TASK REQUIREMENTS → Can you rewrite all of the rows below with "camera-trap tally" changed to "pasture survey" and nothing else altered? Leave the pictures out of your answer.

-- Begin --

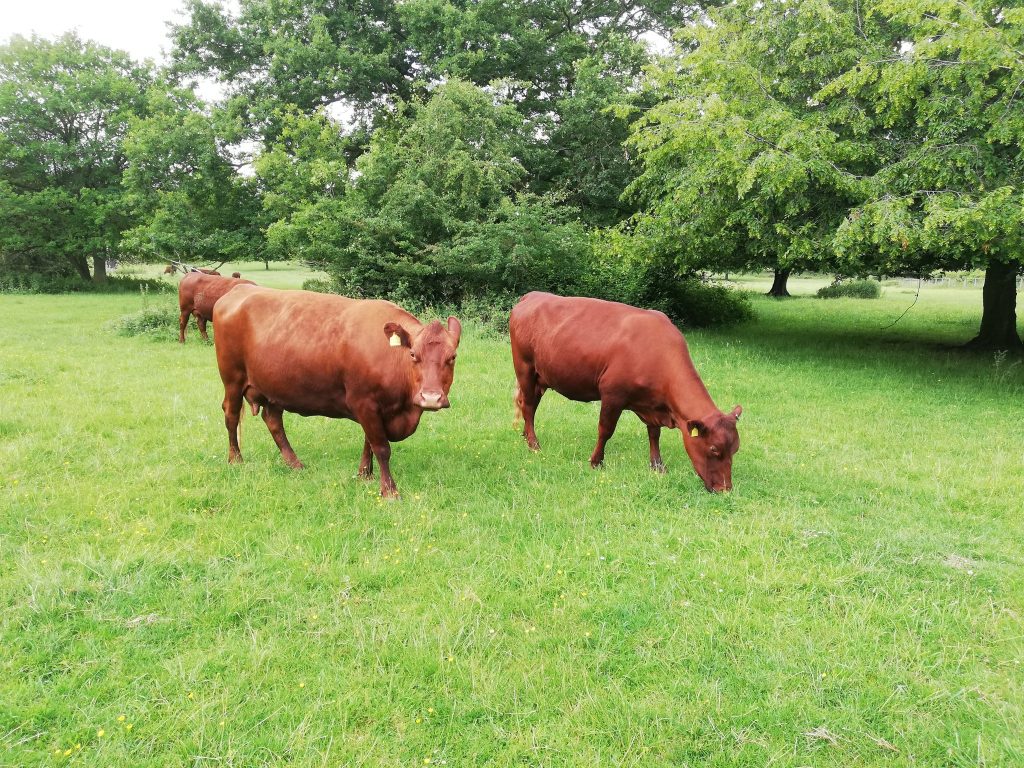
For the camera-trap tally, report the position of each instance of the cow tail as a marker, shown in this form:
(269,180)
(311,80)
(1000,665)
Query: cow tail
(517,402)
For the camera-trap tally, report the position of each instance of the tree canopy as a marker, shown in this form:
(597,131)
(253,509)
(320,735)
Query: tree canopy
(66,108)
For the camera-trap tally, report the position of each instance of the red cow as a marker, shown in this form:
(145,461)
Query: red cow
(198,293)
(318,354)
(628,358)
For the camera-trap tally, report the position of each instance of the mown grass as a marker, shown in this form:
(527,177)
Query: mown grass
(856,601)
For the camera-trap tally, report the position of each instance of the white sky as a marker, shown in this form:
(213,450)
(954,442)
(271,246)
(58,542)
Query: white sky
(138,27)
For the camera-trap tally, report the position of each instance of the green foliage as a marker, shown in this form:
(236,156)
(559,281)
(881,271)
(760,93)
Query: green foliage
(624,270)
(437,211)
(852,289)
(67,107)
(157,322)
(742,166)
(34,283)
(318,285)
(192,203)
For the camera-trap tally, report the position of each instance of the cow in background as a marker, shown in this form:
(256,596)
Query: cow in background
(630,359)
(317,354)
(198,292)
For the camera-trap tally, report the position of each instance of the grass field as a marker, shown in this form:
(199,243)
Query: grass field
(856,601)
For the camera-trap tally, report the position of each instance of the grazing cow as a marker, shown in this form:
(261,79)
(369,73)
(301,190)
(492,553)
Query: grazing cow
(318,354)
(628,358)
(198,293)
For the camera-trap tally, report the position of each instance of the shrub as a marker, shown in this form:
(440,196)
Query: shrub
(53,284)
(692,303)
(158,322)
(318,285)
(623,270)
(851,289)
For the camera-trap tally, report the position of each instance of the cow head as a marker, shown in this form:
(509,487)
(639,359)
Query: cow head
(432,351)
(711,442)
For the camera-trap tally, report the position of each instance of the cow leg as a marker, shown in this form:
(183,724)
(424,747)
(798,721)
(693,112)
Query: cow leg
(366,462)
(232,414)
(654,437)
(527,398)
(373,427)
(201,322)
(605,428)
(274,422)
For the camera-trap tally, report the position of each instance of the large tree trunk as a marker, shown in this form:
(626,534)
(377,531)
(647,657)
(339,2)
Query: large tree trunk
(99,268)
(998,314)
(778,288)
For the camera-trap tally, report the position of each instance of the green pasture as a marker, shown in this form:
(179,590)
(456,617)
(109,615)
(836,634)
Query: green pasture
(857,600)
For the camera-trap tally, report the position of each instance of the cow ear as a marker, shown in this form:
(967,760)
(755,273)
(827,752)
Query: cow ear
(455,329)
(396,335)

-- End --

WRITTEN RESPONSE →
For the pasture survey, report the position of each instance of the cow tail as a marker, shown in this form:
(269,180)
(311,80)
(1000,665)
Query: cow tail
(517,402)
For the pasture survey, report the position of each instance of the tree canopy as a marker, shown in this form:
(597,131)
(253,509)
(320,735)
Query: tree canopy
(66,108)
For the pasture survey, report the position of each instance of the red cow as a marker, shown in this form:
(145,461)
Query: red cow
(198,293)
(318,354)
(628,358)
For the pasture survey, report the position of each instance of the mown grass as a marker, shown in this form:
(527,177)
Query: mown grass
(856,601)
For the pasture survey, report the position of each instance of the white sky as a marker, shown in this form:
(213,450)
(954,442)
(271,246)
(58,542)
Query: white sky
(138,27)
For the pasture survey, report the position of each instance of the green foliage as a marker, shown in this form:
(236,156)
(559,281)
(881,271)
(760,93)
Query: green foliage
(624,270)
(437,211)
(852,289)
(67,107)
(157,322)
(742,166)
(34,283)
(318,285)
(192,203)
For the pasture survey, report the position of each instance of the cow in background as a marker, shown in this form:
(256,596)
Query: cow in background
(630,359)
(317,354)
(198,292)
For the pasture survey, report the position of each instance of the grass field as a marker, shown in this form:
(199,243)
Query: grass field
(856,601)
For the pasture survey, report the position of each instance of the grazing cow as a marker, shown in this form:
(261,79)
(369,73)
(301,190)
(492,553)
Query: grazing cow
(318,354)
(628,358)
(198,293)
For the pasture survey, report the position of each instance of the shrub as a marker, shown in this form:
(440,196)
Query: shrub
(53,284)
(692,303)
(158,322)
(318,285)
(623,270)
(851,289)
For the pasture survey, report the position of each instance of the cow head as a marker, shown in this form:
(509,487)
(639,359)
Query: cow head
(432,351)
(711,442)
For the pasture survey, report the position of each instance of the cow leg as a marker, shown in this form:
(183,724)
(424,747)
(798,721)
(693,112)
Query: cow leg
(366,462)
(232,414)
(654,437)
(527,398)
(373,427)
(201,322)
(605,428)
(274,422)
For the pasture survey, report the position of each instance of the large tree trunk as a marker, shown in this form:
(626,534)
(377,531)
(647,657)
(339,2)
Query: large tree trunk
(99,268)
(998,314)
(778,288)
For the pasture survey, report the position of each instance of the green pasture as a marker, shown in this form:
(179,590)
(456,617)
(109,615)
(836,634)
Query: green pasture
(857,600)
For the pasture survey, report the position of each instance of the cow ear as a marker, shown in this form:
(967,760)
(755,273)
(827,752)
Query: cow ear
(455,329)
(396,335)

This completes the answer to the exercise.